# [Short exercise 1]
From the passage on al-Kadhi and quantum physics, output the span that begins at the words "Promoting their new" and ends after the words "in the clip.", reproduced verbatim.
# [Short exercise 2]
Extend the passage on al-Kadhi and quantum physics, picking up after its final sentence.

— START OF Reading text —

Promoting their new book Life as a Unicorn, al-Kadhi dedicates a chapter to quantum physics, which brought the topic up as a discussion point.
“With Newtonian physics, I think of heteronormative physics, where it’s basically like, what are the fixed universal principles of that govern the world? If I do A, will B happen? What are the formulas that’ll tell us anywhere in the universe what will happen if I input this?
Quantum physics is equally a real sect of physics that basically looks at subatomic particles. So the very smallest things in the universe, not the macro things, and they basically contradict everything Newtonian physics tells us,” al-Kadhi explains in the clip.
al-Kadhi is right, of course. One of the great puzzles of quantum physics is that it throws the rules of classical physics out the window. A person’s wallet cannot exist in two separate places at the same time, yet that’s exactly what can happen to subatomic particles according to quantum physics.
"As a queer person, you are always sort of questioning and searching for answers."

— END OF Reading text —
— START OF Recorded information —

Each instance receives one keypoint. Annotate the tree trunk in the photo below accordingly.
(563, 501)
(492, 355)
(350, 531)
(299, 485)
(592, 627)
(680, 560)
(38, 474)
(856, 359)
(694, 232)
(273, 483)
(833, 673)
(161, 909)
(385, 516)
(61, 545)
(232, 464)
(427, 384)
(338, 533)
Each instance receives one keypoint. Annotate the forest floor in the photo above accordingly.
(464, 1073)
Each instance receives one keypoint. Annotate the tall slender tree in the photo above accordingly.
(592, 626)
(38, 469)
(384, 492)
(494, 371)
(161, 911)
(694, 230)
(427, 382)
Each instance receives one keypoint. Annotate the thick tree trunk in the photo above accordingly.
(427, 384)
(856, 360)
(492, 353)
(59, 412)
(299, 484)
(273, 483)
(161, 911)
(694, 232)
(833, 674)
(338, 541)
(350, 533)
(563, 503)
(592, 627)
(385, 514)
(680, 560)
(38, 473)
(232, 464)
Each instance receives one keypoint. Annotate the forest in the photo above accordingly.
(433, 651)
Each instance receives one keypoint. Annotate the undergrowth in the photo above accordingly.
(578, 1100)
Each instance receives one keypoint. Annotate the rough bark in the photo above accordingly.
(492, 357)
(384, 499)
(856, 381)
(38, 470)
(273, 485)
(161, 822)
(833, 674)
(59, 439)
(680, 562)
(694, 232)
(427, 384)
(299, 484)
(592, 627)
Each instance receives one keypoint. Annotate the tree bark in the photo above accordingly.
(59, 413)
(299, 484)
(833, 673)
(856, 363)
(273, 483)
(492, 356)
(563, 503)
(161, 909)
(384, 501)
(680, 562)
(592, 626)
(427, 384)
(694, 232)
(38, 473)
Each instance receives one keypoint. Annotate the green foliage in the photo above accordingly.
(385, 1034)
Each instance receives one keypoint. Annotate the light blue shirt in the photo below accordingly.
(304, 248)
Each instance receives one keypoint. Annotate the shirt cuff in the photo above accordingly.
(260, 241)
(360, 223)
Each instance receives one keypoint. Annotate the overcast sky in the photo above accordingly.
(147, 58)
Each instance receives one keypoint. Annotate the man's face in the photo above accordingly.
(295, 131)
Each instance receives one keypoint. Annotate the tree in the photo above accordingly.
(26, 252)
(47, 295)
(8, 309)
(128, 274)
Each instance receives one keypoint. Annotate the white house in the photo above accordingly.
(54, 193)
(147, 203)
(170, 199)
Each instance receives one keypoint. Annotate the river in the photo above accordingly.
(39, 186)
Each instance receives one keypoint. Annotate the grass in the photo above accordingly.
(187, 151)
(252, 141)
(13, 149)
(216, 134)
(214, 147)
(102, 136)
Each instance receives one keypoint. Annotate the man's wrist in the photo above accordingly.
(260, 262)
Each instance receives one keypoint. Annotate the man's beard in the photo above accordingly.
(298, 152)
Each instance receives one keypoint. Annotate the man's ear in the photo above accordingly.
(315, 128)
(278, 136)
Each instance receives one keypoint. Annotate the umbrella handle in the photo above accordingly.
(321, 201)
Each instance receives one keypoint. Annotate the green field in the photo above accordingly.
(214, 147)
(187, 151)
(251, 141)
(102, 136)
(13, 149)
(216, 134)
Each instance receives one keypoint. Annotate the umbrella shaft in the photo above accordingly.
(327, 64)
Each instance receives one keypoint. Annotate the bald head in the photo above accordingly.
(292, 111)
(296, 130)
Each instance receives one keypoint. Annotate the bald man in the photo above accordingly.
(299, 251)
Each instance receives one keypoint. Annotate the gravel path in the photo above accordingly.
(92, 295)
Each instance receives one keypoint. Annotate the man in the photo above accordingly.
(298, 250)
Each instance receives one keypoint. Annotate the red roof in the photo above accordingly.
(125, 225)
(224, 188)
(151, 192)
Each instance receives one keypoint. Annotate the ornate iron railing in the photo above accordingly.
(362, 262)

— END OF Recorded information —

# [Task output 1]
Promoting their new book Life as a Unicorn, al-Kadhi dedicates a chapter to quantum physics, which brought the topic up as a discussion point.
“With Newtonian physics, I think of heteronormative physics, where it’s basically like, what are the fixed universal principles of that govern the world? If I do A, will B happen? What are the formulas that’ll tell us anywhere in the universe what will happen if I input this?
Quantum physics is equally a real sect of physics that basically looks at subatomic particles. So the very smallest things in the universe, not the macro things, and they basically contradict everything Newtonian physics tells us,” al-Kadhi explains in the clip.

# [Task output 2]
Their clips ties the contradictions of quantum physics together with concepts of gender identity. Perhaps figures like Einstein, Max Planck, Niels Bohr, and Werner Heisenberg don’t exactly come across as breaking the boundaries of identity in the same way that they did with science. But al-Kadhi’s metaphor, which has been praised by physicists, offers a powerful truth: while the rules of subatomic particles may be different, they comprise everything in life. So their rebellious spirit exists within everything, even if it’s not seen.
Given how gender diversity has been described by scholars as “invisible,” the comparison becomes easy to see.
“If subatomic particles defy constructs all the time, why should we believe in fixed constructs of gender or any kind of reality?,” al-Kadhi asks in the clip.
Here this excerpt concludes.